#### PASSAGE SHOWN

▼

The makeup created by Jack Pierce was originally intended for Henry Hull’s character in Werewolf of London (1935), but Hull refused to submit to the tedious hours required apply the makeup. Pierce, therefore developed a less hairy version for Werewolf of London (1935), saving the more elaborate version for The Wolf Man (1941) this version of course would be honored years later by becoming part of US Postal Services monster stamp collection.
In the original screenplay there was a scene of the wolf man fighting a bear. However this scene was never finished due to the fact that the bear ran away during filming, but not before chasing actress Evelyn Ankers up the soundstage rafters. Chaney added to Ankers anxiety during production by sneaking up behind her in full wolf man makeup and scaring her. But Chaney had his own problems with the makeup application which required six hours in the chair and removing the makeup required an additional three hours.
Despite the difficulties with the grueling make up process, Chaney gave an outstanding performance as both Larry Talbert, the prodigal son and the monstrous wolf man. The wolf man was a role for which Chaney will forever be associated with, a role which he will reprise in four additional films for Universal. Chaney has the distinction of being the only actor to play the wolf man during Universal’s horror cycle and is also the only actor to play all four of Universal’s top classic monsters, the Wolfman, the Mummy, Dracula, and Frankenstein’s monster.

▲

#### EXTRACTED MATERIAL
▼

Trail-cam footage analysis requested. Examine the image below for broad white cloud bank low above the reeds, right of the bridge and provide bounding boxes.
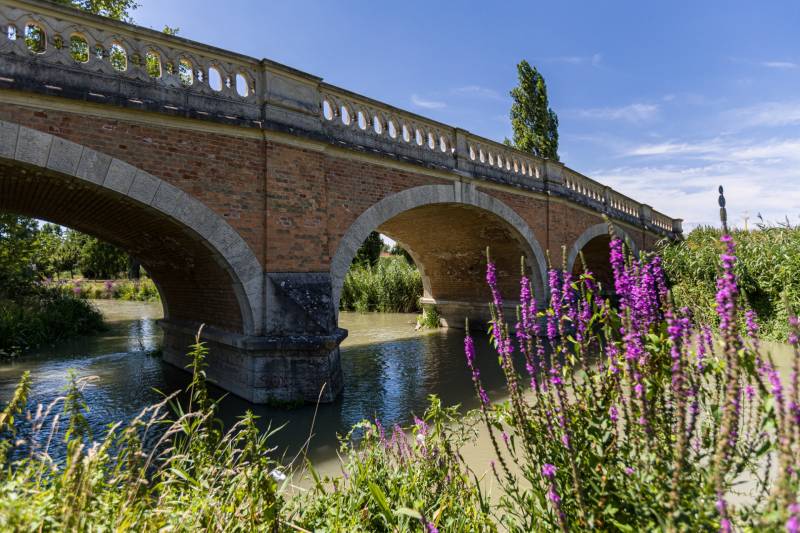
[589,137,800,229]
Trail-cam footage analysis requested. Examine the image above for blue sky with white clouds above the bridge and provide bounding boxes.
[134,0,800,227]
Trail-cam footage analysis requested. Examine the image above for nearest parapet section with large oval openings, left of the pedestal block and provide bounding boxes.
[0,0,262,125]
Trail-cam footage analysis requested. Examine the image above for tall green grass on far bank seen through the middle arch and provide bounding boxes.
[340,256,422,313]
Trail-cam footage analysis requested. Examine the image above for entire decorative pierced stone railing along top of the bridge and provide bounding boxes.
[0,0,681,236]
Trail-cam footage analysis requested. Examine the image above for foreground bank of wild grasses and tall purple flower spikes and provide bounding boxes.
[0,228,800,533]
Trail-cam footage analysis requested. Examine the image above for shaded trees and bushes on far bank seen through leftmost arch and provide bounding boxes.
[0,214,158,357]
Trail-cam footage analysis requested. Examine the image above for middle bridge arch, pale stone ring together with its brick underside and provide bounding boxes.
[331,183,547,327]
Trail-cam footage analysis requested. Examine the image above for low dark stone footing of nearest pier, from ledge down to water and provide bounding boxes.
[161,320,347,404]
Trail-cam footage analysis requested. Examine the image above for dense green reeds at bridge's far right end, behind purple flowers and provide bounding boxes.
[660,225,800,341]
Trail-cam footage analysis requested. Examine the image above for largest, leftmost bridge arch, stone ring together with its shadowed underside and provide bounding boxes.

▲
▼

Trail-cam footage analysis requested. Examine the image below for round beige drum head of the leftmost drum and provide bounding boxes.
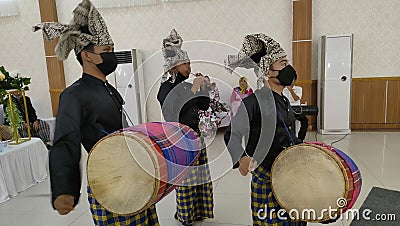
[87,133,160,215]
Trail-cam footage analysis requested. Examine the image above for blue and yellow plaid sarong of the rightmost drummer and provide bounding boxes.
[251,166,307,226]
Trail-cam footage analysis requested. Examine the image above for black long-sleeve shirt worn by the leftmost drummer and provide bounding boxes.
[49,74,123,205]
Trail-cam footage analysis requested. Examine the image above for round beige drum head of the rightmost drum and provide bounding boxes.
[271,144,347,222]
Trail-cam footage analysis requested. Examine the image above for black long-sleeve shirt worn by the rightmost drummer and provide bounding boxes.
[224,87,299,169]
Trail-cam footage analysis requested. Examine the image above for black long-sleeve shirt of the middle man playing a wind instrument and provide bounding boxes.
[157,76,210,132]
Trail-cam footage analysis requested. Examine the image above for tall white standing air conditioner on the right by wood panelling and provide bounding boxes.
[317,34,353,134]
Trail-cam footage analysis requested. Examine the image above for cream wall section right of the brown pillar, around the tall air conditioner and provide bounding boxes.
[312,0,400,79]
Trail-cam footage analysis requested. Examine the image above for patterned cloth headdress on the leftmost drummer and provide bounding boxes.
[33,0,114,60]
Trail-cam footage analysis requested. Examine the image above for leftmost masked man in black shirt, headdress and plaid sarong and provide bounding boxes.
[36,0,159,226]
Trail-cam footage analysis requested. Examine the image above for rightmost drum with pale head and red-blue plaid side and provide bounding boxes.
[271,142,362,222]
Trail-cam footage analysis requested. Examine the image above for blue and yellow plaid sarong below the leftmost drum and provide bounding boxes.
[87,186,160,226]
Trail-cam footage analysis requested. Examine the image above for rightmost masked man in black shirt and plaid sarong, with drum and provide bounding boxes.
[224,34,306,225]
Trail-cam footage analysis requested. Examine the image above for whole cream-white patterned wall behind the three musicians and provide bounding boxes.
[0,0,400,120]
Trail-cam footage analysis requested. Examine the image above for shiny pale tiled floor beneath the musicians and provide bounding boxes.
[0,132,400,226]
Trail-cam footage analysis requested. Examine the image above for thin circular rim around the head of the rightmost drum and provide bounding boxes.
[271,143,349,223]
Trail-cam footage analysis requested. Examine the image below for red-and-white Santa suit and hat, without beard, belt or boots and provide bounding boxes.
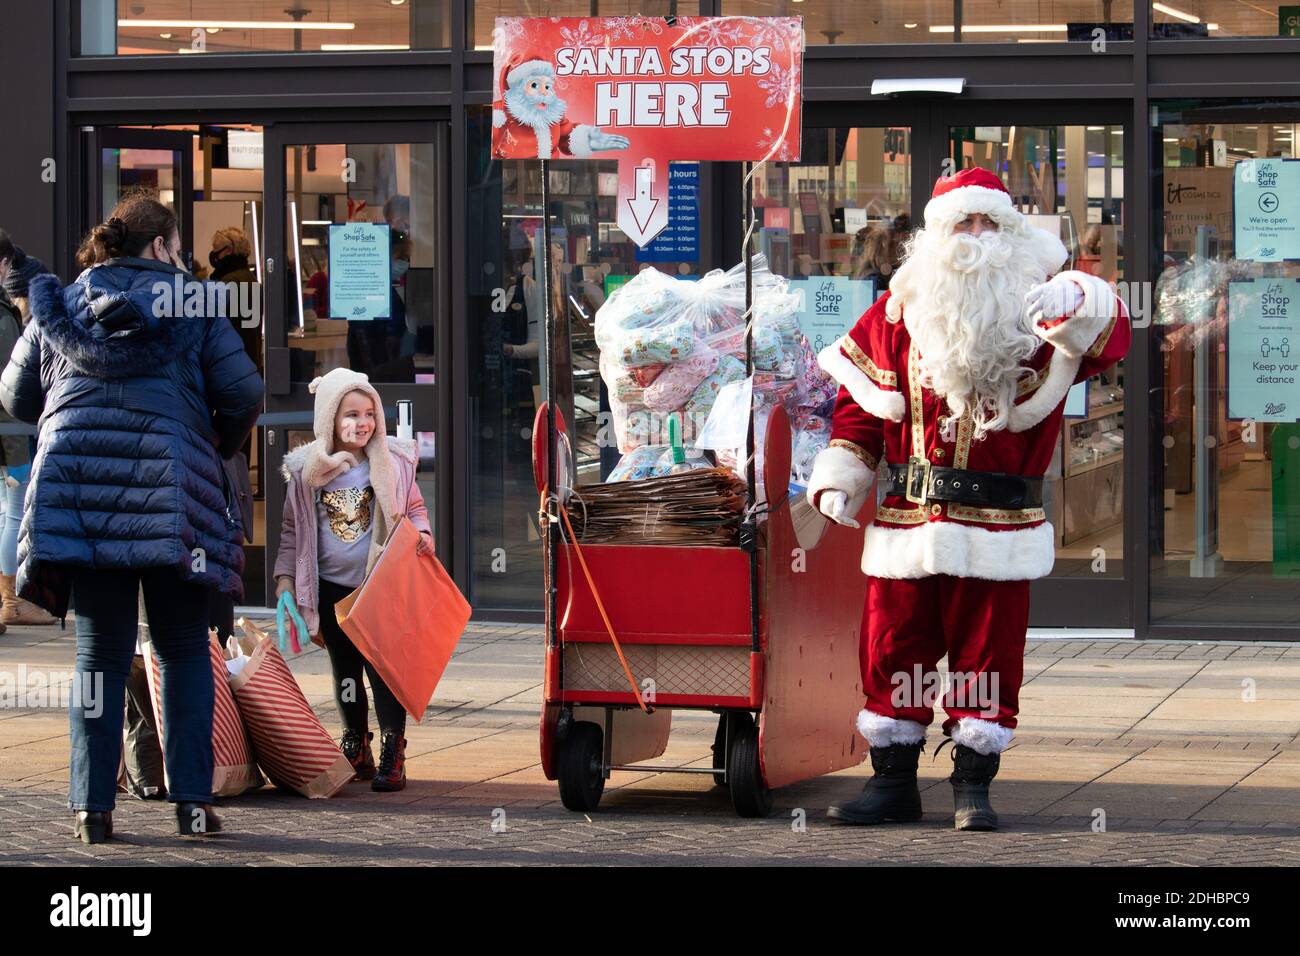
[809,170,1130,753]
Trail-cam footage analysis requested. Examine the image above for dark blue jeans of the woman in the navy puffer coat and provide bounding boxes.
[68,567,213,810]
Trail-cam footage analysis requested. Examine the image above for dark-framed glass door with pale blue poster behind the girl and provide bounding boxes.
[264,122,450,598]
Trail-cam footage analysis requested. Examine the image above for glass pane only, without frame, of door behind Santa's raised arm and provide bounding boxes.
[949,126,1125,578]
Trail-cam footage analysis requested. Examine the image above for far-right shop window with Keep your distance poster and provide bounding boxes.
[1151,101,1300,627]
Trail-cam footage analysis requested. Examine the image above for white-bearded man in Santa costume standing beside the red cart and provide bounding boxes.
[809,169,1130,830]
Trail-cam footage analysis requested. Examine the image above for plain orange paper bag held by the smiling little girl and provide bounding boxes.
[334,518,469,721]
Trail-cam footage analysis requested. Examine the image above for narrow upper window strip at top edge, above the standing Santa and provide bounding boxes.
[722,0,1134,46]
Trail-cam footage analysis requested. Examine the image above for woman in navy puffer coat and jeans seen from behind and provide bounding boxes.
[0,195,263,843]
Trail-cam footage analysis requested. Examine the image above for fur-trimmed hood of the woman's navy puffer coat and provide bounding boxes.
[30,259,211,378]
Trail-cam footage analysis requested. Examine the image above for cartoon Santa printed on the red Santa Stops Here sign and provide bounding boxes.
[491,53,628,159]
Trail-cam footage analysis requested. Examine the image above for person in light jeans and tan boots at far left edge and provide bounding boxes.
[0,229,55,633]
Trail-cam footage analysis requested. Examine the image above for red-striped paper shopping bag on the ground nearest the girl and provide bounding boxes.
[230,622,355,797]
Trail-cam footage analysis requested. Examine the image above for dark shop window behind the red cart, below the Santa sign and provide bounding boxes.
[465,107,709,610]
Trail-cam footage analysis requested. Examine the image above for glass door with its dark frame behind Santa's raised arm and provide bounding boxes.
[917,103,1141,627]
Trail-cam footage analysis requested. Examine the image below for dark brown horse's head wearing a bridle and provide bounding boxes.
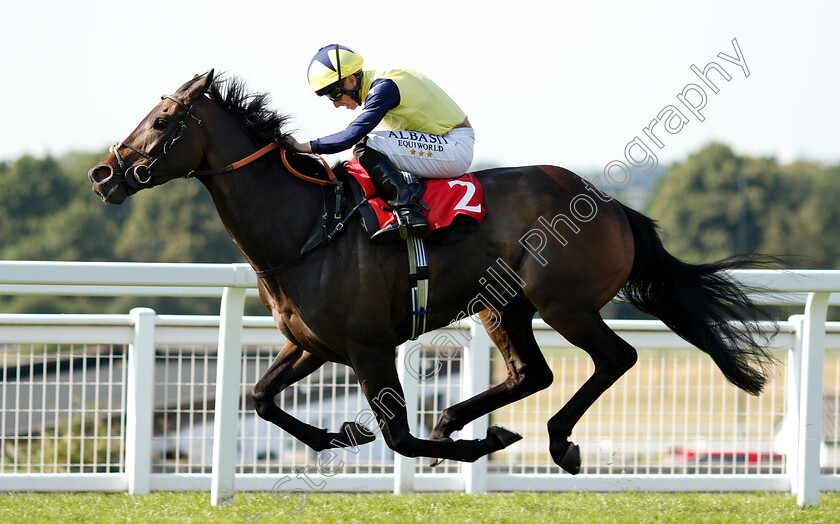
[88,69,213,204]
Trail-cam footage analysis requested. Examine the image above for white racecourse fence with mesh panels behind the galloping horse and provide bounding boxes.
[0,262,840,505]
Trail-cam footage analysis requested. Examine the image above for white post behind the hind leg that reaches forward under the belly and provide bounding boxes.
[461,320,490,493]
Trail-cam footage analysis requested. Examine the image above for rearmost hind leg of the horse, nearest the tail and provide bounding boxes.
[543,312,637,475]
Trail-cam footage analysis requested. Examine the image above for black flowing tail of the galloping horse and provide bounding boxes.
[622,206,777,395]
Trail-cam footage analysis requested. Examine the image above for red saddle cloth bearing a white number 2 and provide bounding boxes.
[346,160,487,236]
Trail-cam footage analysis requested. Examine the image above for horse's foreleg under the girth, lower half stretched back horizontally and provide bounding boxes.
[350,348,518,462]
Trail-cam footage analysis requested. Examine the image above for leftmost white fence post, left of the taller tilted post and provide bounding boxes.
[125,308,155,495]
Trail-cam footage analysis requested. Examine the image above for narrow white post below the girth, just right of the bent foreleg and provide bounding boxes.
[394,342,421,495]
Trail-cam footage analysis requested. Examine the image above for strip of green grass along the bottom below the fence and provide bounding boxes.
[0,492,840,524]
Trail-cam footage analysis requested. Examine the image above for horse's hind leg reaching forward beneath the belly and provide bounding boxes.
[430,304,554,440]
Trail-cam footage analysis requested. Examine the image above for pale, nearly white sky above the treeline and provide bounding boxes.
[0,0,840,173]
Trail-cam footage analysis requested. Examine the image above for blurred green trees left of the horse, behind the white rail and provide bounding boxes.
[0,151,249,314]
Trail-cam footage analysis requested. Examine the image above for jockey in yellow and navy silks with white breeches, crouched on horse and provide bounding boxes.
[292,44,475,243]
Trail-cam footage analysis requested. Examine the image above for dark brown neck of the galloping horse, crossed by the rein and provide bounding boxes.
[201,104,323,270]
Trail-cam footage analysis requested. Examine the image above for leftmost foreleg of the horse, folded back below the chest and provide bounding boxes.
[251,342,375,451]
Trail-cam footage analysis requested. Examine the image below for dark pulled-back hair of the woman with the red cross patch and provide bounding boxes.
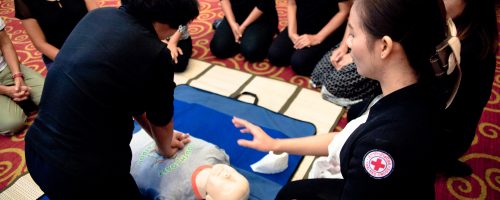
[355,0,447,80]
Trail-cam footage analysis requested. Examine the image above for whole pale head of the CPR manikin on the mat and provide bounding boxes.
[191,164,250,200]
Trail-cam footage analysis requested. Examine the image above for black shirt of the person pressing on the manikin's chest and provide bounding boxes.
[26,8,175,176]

▲

#### ACTIVITY
In the passage about The Wolf Man, how many hours did it take to apply Chaney's makeup, and how many to remove it?

#### RESPONSE TO THIS EXERCISE
Applying it took six hours, and removing it took an additional three hours.